REQUIRED WORK
Rewrite the listing below as a Markdown table with the columns "No." and "Text", one numbered row per line and no blank lines, covering only the lines from the one holding "of the floral" through the end of the listing, inclusive.

·····

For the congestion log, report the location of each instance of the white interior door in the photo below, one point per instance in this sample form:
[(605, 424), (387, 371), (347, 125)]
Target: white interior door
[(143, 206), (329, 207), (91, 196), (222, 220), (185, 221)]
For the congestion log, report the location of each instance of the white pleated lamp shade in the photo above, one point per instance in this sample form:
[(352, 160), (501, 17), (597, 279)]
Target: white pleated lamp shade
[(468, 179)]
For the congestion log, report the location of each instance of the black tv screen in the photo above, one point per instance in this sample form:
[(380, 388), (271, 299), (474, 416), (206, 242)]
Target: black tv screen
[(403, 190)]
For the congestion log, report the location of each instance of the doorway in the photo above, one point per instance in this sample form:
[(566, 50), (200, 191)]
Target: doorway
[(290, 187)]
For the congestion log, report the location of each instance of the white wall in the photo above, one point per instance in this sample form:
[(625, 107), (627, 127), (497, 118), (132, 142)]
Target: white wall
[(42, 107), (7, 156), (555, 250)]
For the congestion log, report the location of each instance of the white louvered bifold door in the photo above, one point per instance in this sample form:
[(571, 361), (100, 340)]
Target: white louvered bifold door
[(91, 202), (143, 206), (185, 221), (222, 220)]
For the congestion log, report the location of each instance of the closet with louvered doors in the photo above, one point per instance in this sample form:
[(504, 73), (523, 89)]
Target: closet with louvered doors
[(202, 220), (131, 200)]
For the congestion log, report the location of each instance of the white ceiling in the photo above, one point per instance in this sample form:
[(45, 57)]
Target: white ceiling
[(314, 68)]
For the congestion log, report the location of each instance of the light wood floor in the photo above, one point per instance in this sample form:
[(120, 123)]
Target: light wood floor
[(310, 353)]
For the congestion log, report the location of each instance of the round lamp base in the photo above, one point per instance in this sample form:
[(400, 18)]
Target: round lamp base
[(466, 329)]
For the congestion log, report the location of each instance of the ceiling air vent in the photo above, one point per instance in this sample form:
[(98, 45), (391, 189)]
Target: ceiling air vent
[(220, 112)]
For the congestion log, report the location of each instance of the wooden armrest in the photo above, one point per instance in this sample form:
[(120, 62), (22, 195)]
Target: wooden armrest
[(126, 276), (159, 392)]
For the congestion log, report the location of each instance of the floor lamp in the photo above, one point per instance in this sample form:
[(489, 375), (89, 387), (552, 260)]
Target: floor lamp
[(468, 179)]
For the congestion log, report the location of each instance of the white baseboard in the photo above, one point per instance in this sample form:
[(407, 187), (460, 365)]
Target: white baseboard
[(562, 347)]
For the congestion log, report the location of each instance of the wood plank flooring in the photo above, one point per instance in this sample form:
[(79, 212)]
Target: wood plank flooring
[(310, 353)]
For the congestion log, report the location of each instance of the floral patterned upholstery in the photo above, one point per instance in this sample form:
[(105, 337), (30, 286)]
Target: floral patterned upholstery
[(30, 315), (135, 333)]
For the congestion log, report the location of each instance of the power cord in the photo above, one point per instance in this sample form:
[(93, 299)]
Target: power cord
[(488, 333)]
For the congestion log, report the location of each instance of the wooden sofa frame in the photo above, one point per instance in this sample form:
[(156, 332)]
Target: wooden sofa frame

·····

EXERCISE ANSWER
| No. | Text |
|---|---|
| 1 | For the congestion log, report the location of each instance of the floral patterned upholstery in the photo above, one point per instance in this sample form: |
| 2 | [(105, 337), (30, 286)] |
| 3 | Target: floral patterned upholstery |
| 4 | [(30, 315), (135, 333)] |
| 5 | For the congestion log, report the location of each instance of the power cord in the photo above, one point per instance in this sample form: |
| 6 | [(93, 299)] |
| 7 | Target: power cord |
| 8 | [(488, 333)] |
| 9 | For the congestion log, report the location of each instance of the wooden sofa frame in the photo above, one point per instance in this sample form: |
| 10 | [(156, 332)] |
| 11 | Target: wooden sofa frame |